Your objective:
Extract from the entries below, exactly as given, only the lines from the line containing "Where can the oval" to the line containing "<point>264,455</point>", both lines included.

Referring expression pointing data
++++++++++++++++++++

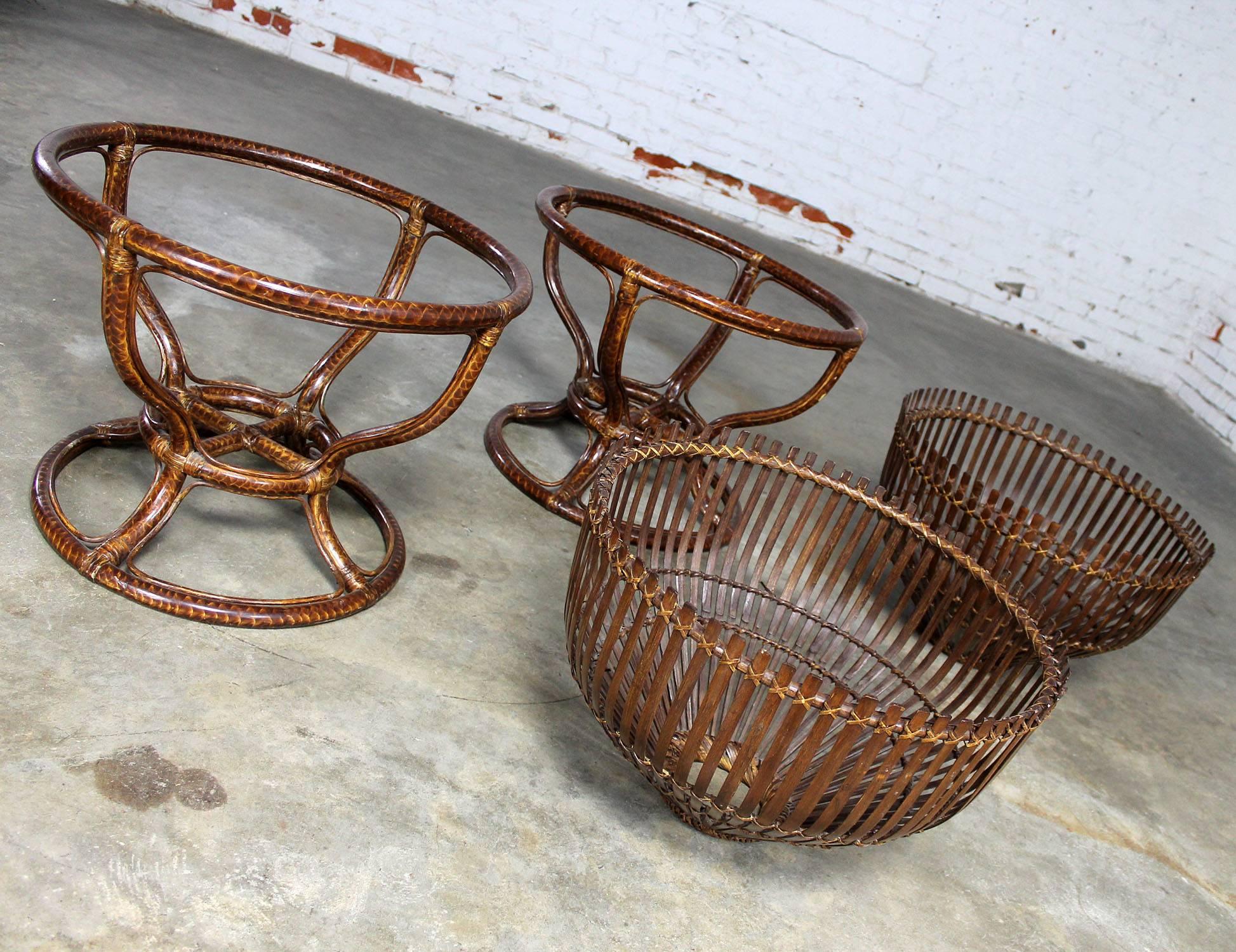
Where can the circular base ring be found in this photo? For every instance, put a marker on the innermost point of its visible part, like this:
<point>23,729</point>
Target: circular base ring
<point>181,601</point>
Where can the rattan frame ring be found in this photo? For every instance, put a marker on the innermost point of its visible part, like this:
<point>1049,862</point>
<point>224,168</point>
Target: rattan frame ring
<point>790,688</point>
<point>1103,552</point>
<point>611,404</point>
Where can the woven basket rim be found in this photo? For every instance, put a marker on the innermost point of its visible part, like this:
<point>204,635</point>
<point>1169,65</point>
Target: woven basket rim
<point>951,404</point>
<point>842,701</point>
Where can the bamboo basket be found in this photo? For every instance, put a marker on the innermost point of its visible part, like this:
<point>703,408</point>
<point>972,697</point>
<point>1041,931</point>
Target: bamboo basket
<point>741,626</point>
<point>1103,552</point>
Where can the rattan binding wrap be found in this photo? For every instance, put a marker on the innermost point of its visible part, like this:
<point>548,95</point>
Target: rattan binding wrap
<point>783,684</point>
<point>1103,552</point>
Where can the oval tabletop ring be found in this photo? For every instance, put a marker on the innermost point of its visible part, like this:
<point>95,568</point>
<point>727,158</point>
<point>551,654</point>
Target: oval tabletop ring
<point>611,404</point>
<point>188,423</point>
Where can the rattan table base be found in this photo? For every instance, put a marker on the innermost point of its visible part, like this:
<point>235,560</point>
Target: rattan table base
<point>190,425</point>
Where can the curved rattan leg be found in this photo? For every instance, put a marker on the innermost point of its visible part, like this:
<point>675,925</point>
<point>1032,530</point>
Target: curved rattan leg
<point>108,560</point>
<point>562,498</point>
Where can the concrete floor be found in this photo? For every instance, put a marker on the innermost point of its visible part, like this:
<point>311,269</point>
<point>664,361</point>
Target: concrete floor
<point>424,776</point>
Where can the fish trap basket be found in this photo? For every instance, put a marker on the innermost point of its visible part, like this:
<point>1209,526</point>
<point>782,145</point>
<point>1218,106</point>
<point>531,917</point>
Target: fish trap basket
<point>1103,553</point>
<point>741,625</point>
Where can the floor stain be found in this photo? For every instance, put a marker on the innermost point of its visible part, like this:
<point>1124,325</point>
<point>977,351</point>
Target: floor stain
<point>136,777</point>
<point>199,789</point>
<point>305,732</point>
<point>432,564</point>
<point>141,778</point>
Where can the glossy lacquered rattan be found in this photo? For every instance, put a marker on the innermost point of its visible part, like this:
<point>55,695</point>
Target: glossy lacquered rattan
<point>611,404</point>
<point>745,628</point>
<point>189,425</point>
<point>1103,552</point>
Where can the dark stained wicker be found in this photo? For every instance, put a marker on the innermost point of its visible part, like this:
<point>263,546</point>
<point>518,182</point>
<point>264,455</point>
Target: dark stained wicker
<point>783,685</point>
<point>188,422</point>
<point>611,404</point>
<point>1103,553</point>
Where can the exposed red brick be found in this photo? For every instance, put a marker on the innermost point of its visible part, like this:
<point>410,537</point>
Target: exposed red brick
<point>814,214</point>
<point>775,199</point>
<point>406,71</point>
<point>712,175</point>
<point>656,160</point>
<point>365,55</point>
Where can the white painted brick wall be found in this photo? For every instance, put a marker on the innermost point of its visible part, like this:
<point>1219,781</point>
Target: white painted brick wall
<point>1083,150</point>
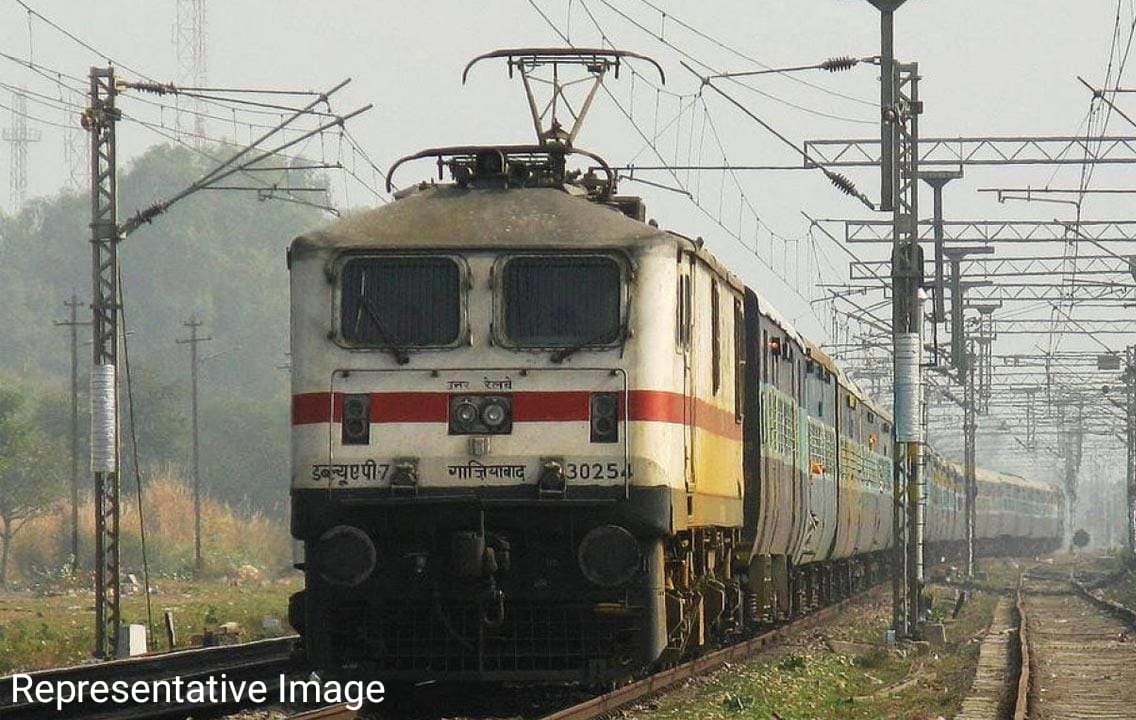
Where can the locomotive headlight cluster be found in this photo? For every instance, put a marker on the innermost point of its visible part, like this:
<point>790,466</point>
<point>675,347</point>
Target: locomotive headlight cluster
<point>604,417</point>
<point>481,415</point>
<point>357,419</point>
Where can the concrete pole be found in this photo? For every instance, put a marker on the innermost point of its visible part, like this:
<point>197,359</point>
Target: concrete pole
<point>192,341</point>
<point>74,324</point>
<point>1130,444</point>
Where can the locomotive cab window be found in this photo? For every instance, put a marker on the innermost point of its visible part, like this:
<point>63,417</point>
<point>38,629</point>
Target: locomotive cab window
<point>562,301</point>
<point>401,302</point>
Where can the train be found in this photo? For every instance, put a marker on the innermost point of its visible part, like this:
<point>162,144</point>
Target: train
<point>537,437</point>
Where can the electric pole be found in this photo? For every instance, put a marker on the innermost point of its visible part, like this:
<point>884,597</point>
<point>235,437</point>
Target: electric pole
<point>99,120</point>
<point>74,324</point>
<point>19,135</point>
<point>1129,378</point>
<point>190,36</point>
<point>969,427</point>
<point>192,341</point>
<point>900,109</point>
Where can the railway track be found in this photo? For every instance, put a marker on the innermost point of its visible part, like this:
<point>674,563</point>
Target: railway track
<point>1077,659</point>
<point>611,702</point>
<point>248,661</point>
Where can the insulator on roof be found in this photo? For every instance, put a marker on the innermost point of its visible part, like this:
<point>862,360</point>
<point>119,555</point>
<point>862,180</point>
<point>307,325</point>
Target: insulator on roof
<point>837,65</point>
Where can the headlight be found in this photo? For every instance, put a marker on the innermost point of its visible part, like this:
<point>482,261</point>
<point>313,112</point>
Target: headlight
<point>609,555</point>
<point>465,413</point>
<point>604,416</point>
<point>356,419</point>
<point>494,413</point>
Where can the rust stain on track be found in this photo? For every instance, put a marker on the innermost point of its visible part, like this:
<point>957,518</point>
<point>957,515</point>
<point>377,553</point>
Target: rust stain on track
<point>1083,660</point>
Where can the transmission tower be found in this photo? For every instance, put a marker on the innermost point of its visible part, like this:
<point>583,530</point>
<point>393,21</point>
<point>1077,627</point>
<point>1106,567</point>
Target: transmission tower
<point>190,36</point>
<point>18,135</point>
<point>76,145</point>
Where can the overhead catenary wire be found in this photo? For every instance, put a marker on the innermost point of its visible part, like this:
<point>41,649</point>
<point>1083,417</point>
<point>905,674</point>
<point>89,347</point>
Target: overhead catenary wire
<point>749,58</point>
<point>646,139</point>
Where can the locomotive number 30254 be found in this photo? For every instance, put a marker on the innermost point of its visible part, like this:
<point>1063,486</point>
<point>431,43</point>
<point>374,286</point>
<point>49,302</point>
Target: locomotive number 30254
<point>595,471</point>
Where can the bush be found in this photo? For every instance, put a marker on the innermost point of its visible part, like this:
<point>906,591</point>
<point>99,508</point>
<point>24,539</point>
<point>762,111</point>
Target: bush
<point>231,538</point>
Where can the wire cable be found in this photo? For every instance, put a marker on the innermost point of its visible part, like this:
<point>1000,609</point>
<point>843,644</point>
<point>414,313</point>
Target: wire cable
<point>134,454</point>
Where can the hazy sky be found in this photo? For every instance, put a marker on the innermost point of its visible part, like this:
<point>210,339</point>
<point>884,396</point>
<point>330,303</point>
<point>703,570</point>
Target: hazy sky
<point>1003,67</point>
<point>999,68</point>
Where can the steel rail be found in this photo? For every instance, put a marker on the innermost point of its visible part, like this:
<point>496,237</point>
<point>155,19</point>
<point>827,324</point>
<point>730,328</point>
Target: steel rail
<point>330,712</point>
<point>623,696</point>
<point>1021,696</point>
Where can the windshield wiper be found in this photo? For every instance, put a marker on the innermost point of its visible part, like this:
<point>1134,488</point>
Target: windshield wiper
<point>400,354</point>
<point>562,354</point>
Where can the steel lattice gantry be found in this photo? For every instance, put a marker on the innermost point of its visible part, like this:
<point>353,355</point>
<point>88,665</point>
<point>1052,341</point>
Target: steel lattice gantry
<point>986,150</point>
<point>997,231</point>
<point>985,267</point>
<point>99,119</point>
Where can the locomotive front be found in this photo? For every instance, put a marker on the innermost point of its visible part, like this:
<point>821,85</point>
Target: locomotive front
<point>481,450</point>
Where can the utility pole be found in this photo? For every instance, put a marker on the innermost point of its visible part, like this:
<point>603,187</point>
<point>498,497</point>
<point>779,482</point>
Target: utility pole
<point>75,158</point>
<point>190,39</point>
<point>969,428</point>
<point>74,324</point>
<point>99,120</point>
<point>1130,444</point>
<point>192,341</point>
<point>900,109</point>
<point>19,135</point>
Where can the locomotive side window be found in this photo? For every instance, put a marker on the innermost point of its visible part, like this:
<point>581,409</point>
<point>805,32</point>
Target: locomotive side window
<point>401,302</point>
<point>562,301</point>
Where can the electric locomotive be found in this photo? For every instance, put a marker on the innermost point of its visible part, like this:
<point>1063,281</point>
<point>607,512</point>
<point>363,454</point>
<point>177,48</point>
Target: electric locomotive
<point>536,437</point>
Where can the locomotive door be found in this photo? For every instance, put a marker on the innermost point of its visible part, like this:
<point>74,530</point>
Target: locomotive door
<point>686,274</point>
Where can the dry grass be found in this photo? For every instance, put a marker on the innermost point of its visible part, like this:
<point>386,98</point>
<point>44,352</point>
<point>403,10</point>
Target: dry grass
<point>231,538</point>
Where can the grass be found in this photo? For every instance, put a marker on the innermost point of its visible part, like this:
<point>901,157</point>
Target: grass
<point>232,538</point>
<point>41,630</point>
<point>47,617</point>
<point>807,680</point>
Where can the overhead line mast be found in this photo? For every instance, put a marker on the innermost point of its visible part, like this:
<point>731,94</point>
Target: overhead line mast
<point>100,119</point>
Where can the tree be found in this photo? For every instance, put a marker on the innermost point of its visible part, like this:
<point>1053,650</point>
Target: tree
<point>30,478</point>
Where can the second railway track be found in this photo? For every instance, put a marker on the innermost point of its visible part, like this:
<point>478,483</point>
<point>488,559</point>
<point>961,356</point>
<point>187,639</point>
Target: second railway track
<point>248,661</point>
<point>1077,652</point>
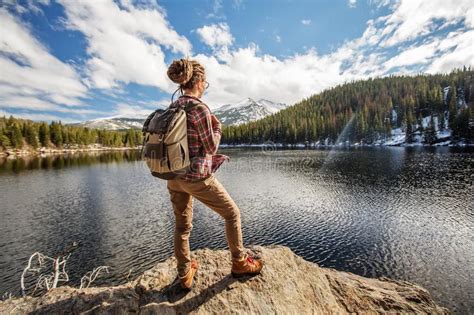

++++++++++++++++++++

Task solution:
Where can the oval tabletop ring be found in this photo? For every instance, put a marker on the innermost point of its visible part, like this:
<point>95,568</point>
<point>727,158</point>
<point>551,654</point>
Target: oval tabletop ring
<point>611,404</point>
<point>188,423</point>
Where can the rattan table base be found in this photo? For every instance, put a marker on the innermost point of its visible part, like this:
<point>235,560</point>
Target: rattan table base
<point>190,425</point>
Where can the curved rattan leg be found in this photo? For every instance, put a marker on the innermost point of its visible part, like this:
<point>675,925</point>
<point>1032,530</point>
Target: curved rattan leg
<point>108,560</point>
<point>562,498</point>
Where can the concrete floor be found in this photo? For every instance, put a marker on the innermost point of its visible part, like this:
<point>311,269</point>
<point>664,361</point>
Target: concrete floor
<point>424,776</point>
Where can the fish trap basket be found in this photo? For every instance, put a marker on the innermost point of its visible part, like this:
<point>1209,526</point>
<point>782,145</point>
<point>1218,106</point>
<point>531,917</point>
Target: fish trap basket
<point>1103,553</point>
<point>741,625</point>
Where can the floor stain be found in this photo? For every instance, put a marker on the innermost point of its visible part, like this:
<point>1124,325</point>
<point>977,351</point>
Target: floor stain
<point>136,777</point>
<point>199,789</point>
<point>305,732</point>
<point>432,564</point>
<point>141,778</point>
Where can the glossy lacquered rattan be found in this photo? For every instance, put a marker on the innermost point of its visible part, like this:
<point>55,695</point>
Target: glossy lacquered rattan
<point>611,404</point>
<point>745,628</point>
<point>189,425</point>
<point>1103,552</point>
Where can the dark stained wicker be found in this photo? For every instance, put a marker on the innermost point of its visible part, like this:
<point>263,546</point>
<point>518,182</point>
<point>264,455</point>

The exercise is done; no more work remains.